**REQUIREMENTS:** Which lines in the records below contain the string "roof"? Return every such line in full, and treat uppercase and lowercase letters as different.

**SUPPLIED RECORDS:**
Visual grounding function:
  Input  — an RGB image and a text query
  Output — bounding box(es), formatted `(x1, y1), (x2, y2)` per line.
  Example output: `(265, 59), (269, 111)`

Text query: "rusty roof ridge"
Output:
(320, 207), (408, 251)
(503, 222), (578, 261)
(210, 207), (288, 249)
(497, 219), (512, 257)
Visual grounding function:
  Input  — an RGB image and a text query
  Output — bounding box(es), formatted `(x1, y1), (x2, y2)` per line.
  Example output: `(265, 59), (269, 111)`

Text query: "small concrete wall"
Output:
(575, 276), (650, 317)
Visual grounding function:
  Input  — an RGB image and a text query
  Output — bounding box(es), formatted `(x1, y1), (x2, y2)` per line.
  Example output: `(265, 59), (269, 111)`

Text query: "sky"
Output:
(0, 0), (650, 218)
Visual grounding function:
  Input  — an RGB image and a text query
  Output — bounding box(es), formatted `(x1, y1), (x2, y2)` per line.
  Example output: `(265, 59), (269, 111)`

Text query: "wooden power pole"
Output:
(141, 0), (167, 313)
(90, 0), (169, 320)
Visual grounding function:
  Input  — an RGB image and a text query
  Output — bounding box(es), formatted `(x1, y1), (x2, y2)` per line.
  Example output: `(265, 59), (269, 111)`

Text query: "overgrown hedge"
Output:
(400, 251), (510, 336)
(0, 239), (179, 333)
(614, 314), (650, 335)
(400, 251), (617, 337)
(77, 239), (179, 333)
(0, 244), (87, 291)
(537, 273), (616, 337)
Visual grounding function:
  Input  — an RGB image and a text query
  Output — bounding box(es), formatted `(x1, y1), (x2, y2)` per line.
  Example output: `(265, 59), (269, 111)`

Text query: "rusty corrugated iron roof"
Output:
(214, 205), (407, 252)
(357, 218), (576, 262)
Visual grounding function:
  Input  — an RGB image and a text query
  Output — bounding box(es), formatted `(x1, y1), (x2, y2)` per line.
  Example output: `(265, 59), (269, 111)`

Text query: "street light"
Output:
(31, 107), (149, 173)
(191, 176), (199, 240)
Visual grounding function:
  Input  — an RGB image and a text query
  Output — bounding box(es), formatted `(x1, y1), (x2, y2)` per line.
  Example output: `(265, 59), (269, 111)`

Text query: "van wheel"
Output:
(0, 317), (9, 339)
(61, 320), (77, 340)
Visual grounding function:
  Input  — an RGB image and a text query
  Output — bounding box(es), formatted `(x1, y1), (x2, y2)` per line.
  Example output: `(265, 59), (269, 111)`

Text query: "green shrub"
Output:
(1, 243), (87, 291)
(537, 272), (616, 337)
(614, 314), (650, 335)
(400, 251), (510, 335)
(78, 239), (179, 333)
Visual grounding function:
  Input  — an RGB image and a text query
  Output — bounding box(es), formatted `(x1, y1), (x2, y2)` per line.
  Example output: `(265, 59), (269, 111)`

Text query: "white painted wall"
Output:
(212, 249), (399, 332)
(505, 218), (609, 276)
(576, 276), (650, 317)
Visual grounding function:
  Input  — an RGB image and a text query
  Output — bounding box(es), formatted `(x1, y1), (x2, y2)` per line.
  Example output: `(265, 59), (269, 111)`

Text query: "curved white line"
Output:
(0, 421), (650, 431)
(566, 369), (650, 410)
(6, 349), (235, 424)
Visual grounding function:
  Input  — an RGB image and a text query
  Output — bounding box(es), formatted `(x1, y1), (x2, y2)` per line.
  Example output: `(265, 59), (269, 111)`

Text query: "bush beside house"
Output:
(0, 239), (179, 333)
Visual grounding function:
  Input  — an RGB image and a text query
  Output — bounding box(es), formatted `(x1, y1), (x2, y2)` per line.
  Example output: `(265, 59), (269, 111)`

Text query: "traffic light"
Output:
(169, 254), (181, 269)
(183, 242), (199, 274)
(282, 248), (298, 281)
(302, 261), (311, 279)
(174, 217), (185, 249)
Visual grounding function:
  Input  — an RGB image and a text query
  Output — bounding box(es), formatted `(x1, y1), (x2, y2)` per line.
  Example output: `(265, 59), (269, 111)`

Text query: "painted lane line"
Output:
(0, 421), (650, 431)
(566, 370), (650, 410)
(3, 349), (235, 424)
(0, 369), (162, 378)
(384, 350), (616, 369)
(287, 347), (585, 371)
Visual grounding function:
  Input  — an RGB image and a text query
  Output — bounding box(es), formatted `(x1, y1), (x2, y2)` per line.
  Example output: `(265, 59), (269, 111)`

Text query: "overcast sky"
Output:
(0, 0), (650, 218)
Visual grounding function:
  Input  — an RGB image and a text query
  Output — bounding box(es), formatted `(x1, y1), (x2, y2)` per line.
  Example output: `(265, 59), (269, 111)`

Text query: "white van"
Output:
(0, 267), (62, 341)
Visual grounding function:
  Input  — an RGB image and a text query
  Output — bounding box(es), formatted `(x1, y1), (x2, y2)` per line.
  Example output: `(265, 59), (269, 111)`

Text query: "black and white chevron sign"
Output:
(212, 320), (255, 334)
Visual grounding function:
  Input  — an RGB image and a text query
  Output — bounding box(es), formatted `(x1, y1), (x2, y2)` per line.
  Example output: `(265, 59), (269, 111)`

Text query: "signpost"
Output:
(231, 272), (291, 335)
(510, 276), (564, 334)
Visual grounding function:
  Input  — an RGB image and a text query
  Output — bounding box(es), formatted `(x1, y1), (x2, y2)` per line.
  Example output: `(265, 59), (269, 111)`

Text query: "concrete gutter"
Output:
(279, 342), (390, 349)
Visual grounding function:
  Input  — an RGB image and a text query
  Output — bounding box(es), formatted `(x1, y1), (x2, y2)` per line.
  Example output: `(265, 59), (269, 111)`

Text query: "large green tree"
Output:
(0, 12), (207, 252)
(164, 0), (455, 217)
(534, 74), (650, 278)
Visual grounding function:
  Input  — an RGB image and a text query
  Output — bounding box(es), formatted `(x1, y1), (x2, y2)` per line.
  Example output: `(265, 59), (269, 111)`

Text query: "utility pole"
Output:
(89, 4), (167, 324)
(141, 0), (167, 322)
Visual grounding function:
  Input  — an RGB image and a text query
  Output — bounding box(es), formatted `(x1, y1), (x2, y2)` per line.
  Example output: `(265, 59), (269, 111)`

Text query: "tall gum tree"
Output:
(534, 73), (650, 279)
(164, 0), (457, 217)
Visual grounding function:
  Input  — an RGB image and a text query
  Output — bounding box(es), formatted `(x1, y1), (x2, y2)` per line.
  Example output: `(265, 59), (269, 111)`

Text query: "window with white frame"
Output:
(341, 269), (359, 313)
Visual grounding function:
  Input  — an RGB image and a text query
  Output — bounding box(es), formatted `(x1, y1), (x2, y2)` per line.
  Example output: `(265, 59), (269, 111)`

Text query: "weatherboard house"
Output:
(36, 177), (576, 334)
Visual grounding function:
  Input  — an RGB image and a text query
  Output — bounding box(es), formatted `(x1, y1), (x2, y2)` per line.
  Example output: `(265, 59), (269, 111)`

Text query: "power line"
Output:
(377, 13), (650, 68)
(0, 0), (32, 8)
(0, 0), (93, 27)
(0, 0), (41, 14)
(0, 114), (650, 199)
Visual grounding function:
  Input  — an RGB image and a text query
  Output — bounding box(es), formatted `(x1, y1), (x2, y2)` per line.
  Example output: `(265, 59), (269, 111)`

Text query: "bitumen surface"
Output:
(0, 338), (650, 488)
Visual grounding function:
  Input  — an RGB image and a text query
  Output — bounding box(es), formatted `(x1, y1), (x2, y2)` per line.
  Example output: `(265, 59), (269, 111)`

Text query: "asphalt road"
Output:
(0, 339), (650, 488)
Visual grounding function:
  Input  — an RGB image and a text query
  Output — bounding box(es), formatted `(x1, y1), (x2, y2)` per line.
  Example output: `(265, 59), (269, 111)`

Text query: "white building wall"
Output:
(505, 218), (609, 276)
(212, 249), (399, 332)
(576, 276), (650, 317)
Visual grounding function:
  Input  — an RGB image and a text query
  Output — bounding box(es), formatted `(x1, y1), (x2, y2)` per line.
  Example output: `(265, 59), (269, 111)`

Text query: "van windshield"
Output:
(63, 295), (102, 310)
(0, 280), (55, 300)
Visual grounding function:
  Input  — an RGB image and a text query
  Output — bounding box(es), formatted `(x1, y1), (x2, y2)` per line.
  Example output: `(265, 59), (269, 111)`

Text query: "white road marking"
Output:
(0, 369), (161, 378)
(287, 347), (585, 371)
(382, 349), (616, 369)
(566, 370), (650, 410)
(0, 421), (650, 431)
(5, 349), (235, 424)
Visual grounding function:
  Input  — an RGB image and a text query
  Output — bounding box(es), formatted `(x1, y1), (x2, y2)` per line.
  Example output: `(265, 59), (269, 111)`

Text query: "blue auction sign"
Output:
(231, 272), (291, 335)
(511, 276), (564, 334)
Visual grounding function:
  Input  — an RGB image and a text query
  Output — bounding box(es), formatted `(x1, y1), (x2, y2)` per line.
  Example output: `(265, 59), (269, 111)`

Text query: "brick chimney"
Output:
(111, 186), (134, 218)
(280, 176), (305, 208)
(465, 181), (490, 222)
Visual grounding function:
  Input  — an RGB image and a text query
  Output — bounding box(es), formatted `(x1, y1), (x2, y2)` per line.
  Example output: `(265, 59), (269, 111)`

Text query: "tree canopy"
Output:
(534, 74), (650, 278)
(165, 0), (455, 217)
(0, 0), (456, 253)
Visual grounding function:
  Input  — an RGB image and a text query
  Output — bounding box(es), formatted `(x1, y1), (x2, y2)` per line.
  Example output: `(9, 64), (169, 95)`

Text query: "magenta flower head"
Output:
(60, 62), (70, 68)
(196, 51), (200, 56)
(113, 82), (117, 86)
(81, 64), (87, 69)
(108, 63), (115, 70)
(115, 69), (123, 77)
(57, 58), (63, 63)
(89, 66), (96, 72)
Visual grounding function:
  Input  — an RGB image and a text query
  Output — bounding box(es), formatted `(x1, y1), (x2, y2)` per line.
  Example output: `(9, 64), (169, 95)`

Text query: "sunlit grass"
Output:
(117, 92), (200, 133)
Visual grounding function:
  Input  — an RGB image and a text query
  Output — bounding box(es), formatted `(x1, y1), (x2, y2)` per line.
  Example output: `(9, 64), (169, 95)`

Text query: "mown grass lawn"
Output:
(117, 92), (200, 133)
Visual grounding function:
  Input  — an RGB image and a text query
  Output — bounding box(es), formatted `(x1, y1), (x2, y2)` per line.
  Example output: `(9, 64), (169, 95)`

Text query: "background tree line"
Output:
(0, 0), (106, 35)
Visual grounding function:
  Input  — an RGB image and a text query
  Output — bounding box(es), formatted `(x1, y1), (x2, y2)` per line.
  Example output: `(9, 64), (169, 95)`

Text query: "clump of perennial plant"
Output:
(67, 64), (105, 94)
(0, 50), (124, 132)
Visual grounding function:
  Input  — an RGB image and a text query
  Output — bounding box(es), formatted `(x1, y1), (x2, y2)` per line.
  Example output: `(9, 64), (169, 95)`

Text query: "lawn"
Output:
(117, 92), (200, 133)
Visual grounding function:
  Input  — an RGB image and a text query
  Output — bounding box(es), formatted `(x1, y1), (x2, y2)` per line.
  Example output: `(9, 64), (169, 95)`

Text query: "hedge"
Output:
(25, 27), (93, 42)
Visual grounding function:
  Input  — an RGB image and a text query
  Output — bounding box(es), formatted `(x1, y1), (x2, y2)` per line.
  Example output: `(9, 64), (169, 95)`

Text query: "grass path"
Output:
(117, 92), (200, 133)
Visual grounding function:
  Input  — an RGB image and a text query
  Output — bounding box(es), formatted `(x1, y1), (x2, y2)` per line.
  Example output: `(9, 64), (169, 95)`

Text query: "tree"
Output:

**ANSWER TO THIS TASK:**
Text query: "rusty roof ridge"
Text query: "rusty corrugated iron roof"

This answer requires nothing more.